• _Data entries_
● ● ● ● ●

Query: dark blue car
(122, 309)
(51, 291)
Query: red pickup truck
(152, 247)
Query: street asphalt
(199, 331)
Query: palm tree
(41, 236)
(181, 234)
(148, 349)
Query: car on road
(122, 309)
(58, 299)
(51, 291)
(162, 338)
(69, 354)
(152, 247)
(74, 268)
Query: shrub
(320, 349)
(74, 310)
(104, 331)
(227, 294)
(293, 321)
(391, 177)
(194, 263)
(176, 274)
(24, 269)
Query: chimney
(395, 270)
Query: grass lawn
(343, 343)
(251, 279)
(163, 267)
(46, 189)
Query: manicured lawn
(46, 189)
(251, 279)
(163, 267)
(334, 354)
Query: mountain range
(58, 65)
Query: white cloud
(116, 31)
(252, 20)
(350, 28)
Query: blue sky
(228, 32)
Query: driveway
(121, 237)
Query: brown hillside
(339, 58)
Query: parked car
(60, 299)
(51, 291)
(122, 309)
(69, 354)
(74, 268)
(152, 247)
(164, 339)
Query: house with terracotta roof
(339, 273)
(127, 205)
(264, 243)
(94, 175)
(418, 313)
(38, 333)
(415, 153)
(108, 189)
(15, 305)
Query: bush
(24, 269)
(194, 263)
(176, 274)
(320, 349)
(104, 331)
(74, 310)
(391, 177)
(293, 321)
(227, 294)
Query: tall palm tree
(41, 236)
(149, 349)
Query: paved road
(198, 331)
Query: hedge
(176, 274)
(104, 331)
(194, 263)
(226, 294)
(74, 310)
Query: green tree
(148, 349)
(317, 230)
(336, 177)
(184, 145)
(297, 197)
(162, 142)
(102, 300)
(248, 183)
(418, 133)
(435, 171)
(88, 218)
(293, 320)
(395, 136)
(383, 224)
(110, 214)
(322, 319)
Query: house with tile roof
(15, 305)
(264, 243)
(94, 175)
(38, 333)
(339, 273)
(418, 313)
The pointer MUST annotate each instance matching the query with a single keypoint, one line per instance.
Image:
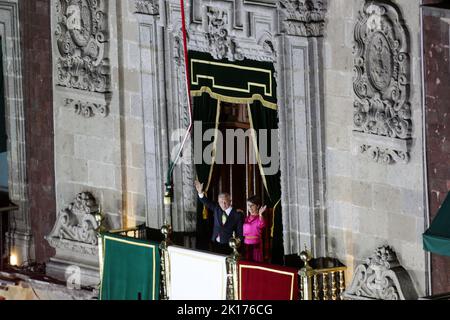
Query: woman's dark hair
(255, 200)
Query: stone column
(19, 239)
(153, 101)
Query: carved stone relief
(150, 7)
(87, 109)
(81, 37)
(221, 43)
(381, 84)
(303, 17)
(381, 277)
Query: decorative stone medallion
(381, 84)
(381, 277)
(78, 222)
(81, 37)
(150, 7)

● ● ● ● ●

• _Directions for this task_
Copy out every line of the data from the line holding "Query: green tree" through the end of the data, inclusive, shifting each coordinate in the answers up by 78. Leave the pictures out of your copy.

• _Task answer_
Query: green tree
(226, 427)
(395, 308)
(414, 255)
(262, 223)
(375, 275)
(240, 220)
(180, 378)
(326, 261)
(496, 211)
(513, 249)
(166, 296)
(371, 398)
(473, 214)
(461, 302)
(188, 292)
(400, 397)
Query: house with tile roof
(93, 383)
(342, 321)
(172, 253)
(116, 411)
(417, 351)
(496, 391)
The pointer MUST annotate each instance matching the query with a single keypoint, one line per instance.
Image:
Query: woman's dark hair
(333, 278)
Query: stone column
(97, 317)
(231, 179)
Query: carved stone relief
(228, 85)
(165, 187)
(159, 115)
(299, 121)
(459, 162)
(381, 95)
(459, 355)
Query: decorative stone medallion
(459, 162)
(459, 355)
(156, 300)
(159, 115)
(228, 85)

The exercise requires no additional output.